> PASSAGE FOR REVIEW
I was in the physically-distanced queue for the post office today, sending some paintings to the States, (luckily people are still buying my work,) when I realised someone was standing right next to me. Surprised, I turned around to see the old lady who lives next door. I was surprised, not least because I thought she would be stringent about ‘the rules’ about 2 metres, and I was actually delighted to see an old Tory lady deliberately breaking the ‘rules’ of the new abnormal. She said she had to get back home to pay the gardener and didn’t have time to wait in the queue and asked if I would pick up a copy of the Telegraph for her. I said that of course I would. I sensed that I was the first person she had stood close to for a long time and that just my proximity was fulfilling a basic human need. When I dropped the newspaper off to her, I realised how starved she was of conversation and I duly stood there and let her go off on a tirade of how much she hated the lockdown, how exhausted she was because of simply doing nothing, how sad, lonely and unhappy she was. I told her she was always welcome to come and have a coffee in the garden with us, and commiserated with her. Normally she attends all kinds of groups and clubs and talks. Now all she has is the Telegraph.
I find that I will do anything for anyone at the moment. I will leave bags of organic veg outside my vulnerable friends’ door. Kindness actually gives us endorphins, and so to give is a kindness to ourselves as well. What is so strange is that my friends, one of whom is battling cancer, are struggling on their own, and their friends are unable to see them, to support them in their darkest hour. It is so utterly counter-intuitive. I want to hug them, to show I care, to touch and talk with them.
I will go on walks with anyone who wants my company. Yesterday I crashed my daughter’s ‘distanced’ picnic in the park just to hang out with two young people for a while. We laughed as instead of hugs, I did a sort of hybrid ‘namaste’ bow.
I miss…. everything. Just everything without guilt or constant fear of judgement, or self consciousness about how to behave. I realise how sociable I really am, when I had thought I was some sort of semi-hermit. I miss the joy of big groups of friends laughing and chatting. I have a sense that there is a tipping point coming.
The past few days I have walked with my sister and picked elderflower to make elderflower champagne and drank turmeric sun tea. I hugged a tree grown from a pine cone from the Garden of Gethsemane in Battle church yard. I went to see my Mum and she simply said, ‘It’s so lovely just to talk isn’t it?’ as we sat on her garden swing chair and she regaled me with stories about the neighbours.

> DATA SHOWN
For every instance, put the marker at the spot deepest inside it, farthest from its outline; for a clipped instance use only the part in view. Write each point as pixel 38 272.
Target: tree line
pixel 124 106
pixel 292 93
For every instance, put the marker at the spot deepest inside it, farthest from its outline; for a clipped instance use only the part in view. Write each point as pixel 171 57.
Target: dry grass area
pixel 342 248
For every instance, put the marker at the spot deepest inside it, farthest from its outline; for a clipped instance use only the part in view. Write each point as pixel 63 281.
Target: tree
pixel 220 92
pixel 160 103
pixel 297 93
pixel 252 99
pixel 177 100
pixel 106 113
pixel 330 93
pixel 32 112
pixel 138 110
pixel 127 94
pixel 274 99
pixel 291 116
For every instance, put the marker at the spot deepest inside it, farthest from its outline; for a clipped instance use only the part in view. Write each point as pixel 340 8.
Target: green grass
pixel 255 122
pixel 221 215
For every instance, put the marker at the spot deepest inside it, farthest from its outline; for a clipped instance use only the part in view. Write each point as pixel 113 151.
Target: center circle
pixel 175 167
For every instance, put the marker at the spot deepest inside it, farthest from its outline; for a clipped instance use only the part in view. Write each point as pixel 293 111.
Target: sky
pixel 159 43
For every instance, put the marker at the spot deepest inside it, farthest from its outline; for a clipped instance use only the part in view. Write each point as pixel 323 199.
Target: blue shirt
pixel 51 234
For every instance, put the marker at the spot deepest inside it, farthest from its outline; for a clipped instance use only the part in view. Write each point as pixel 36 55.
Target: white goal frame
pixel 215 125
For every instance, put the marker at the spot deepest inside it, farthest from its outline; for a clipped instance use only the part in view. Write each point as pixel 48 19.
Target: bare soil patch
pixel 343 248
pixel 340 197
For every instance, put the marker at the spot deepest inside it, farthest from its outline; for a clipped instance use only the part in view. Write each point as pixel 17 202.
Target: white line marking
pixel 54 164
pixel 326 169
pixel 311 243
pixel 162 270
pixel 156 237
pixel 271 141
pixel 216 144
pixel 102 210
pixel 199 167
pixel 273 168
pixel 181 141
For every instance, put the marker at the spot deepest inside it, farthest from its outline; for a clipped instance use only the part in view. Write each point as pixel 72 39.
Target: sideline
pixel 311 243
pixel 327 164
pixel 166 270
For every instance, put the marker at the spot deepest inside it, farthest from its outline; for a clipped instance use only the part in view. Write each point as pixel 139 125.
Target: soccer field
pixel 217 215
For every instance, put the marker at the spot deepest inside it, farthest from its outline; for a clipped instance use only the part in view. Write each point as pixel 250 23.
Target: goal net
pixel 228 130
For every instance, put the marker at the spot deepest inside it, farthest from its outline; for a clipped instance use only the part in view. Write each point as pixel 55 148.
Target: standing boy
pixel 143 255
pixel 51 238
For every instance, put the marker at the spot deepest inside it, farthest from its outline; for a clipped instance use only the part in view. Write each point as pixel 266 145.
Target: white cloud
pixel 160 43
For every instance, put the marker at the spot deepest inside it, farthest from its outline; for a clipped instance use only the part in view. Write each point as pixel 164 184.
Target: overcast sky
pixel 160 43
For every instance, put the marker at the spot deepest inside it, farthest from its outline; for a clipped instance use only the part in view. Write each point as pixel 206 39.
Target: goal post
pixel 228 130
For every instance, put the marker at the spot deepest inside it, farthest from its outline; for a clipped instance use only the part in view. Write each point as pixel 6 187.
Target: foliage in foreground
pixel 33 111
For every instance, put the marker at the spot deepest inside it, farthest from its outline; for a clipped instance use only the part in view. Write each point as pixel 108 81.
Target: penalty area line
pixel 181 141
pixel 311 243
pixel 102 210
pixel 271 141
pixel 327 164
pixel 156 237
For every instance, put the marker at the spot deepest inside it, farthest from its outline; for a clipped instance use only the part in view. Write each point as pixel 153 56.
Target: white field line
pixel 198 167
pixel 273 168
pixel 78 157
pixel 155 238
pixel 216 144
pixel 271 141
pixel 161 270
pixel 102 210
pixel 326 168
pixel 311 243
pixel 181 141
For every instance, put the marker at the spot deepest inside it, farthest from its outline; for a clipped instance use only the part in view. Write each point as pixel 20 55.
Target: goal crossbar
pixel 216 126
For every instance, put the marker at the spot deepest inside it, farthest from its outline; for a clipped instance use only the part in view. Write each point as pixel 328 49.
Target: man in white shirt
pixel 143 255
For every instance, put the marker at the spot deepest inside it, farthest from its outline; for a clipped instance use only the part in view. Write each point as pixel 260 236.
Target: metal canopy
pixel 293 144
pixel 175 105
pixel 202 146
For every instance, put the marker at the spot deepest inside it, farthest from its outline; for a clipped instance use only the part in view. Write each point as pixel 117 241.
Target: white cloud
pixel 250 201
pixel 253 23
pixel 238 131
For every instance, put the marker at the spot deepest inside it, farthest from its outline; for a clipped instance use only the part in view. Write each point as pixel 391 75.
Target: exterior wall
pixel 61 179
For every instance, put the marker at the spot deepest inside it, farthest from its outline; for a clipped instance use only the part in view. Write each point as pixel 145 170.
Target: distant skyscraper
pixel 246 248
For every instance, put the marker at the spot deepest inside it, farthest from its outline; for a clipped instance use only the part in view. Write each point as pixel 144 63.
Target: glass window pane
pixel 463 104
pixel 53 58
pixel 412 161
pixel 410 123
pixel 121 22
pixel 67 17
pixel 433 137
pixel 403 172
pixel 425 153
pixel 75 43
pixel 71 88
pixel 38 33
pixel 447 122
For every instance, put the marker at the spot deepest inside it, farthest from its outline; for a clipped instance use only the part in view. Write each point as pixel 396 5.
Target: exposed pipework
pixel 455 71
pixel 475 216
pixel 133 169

> TASK DETAILS
List every family member of the writer who is mentioned in the lockdown text above.

> WRITTEN REPLY
Daughter, sister, Mum